** Start SUPPLIED INFORMATION **

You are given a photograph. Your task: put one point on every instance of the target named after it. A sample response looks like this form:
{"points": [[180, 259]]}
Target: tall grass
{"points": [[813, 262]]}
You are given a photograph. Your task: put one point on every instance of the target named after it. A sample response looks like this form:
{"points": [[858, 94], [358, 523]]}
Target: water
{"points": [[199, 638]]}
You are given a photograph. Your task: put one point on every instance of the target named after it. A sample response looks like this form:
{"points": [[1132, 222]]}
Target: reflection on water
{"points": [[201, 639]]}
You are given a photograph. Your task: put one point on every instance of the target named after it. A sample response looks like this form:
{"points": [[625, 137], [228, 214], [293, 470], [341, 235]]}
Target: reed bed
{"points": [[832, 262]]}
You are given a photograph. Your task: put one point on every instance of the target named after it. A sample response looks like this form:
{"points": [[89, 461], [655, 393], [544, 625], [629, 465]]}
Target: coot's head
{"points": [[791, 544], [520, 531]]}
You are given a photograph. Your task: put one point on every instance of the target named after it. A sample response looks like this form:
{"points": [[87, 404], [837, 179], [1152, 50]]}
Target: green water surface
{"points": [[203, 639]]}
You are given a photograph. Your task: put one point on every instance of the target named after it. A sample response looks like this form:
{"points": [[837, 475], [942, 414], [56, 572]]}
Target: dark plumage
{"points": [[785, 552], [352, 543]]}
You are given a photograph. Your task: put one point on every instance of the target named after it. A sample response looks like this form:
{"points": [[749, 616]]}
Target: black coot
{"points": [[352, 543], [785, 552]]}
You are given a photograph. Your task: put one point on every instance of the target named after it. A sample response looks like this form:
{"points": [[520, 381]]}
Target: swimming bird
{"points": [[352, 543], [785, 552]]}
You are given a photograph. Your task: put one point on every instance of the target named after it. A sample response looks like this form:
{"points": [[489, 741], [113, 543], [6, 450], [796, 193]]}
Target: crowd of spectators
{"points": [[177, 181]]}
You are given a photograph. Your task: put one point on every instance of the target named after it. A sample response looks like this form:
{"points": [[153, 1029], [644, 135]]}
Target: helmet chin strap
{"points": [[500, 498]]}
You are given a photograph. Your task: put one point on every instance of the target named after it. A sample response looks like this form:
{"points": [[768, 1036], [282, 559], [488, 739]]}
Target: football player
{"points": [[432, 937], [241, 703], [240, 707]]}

** End SUPPLIED INFORMATION **

● **THE PROBLEM**
Every entry above needs to be quoted exactly.

● **SOLUTION**
You are given a photograph. Your task: put one point on every instance of the target named after it. A sample response looks like this form:
{"points": [[180, 259]]}
Target: tall grass
{"points": [[813, 262]]}
You are given a photograph. Your task: put one point on every instance of the target named after it. A sample response looks like this form:
{"points": [[858, 94], [358, 523]]}
Target: water
{"points": [[199, 638]]}
You are given a photograph. Your task: put one point on every instance of the target named after it. A sample response looks like this form:
{"points": [[1132, 222]]}
Target: reflection on water
{"points": [[201, 639]]}
You are given a photograph. Your task: put one point on every instance of the target named after it. A sample response looks like this form:
{"points": [[625, 137], [228, 214], [293, 470], [341, 235]]}
Target: reed bed
{"points": [[832, 262]]}
You are given a photograph. Your task: put one point on every instance of the target named after it. A sample response looks like this form:
{"points": [[89, 461], [655, 393], [544, 625], [629, 465]]}
Target: coot's head
{"points": [[791, 544], [520, 531]]}
You are given a photograph. Your task: put one point on every instance of the target named after it. A sample response looks like this form:
{"points": [[87, 404], [837, 179], [1152, 50]]}
Target: green water surface
{"points": [[203, 639]]}
You are given a photograph. Your task: put one point on every instance of the target named after it. A sample response looks like this form:
{"points": [[837, 475], [942, 414], [56, 572]]}
Target: dark plumage
{"points": [[785, 552], [352, 543]]}
You are given a photograph. Your task: put one point on every instance of the target named after it. A sample response looks like this form:
{"points": [[749, 616]]}
Target: black coot
{"points": [[352, 543], [785, 552]]}
You are given a photograph. Your task: put one point on every instance of the target named after it. A sample response looks like this form:
{"points": [[520, 381]]}
Target: swimming bird
{"points": [[352, 543], [785, 552]]}
You are given a photograph. Your task: put one point on every instance of the target named after it. A sample response looks like this form:
{"points": [[489, 741], [113, 543], [6, 450], [796, 193]]}
Target: crowd of spectators
{"points": [[177, 181]]}
You are given a photograph. Your task: put one point on every instance of the target named after it. A sample response looks like this form:
{"points": [[153, 1029], [644, 135]]}
Target: helmet chin strap
{"points": [[500, 498]]}
You are given a photograph. Your task: put one point on every instance of the target named after it. A sample response looks like this form:
{"points": [[768, 1036], [282, 559], [488, 739]]}
Target: football player
{"points": [[432, 937], [241, 703], [240, 707]]}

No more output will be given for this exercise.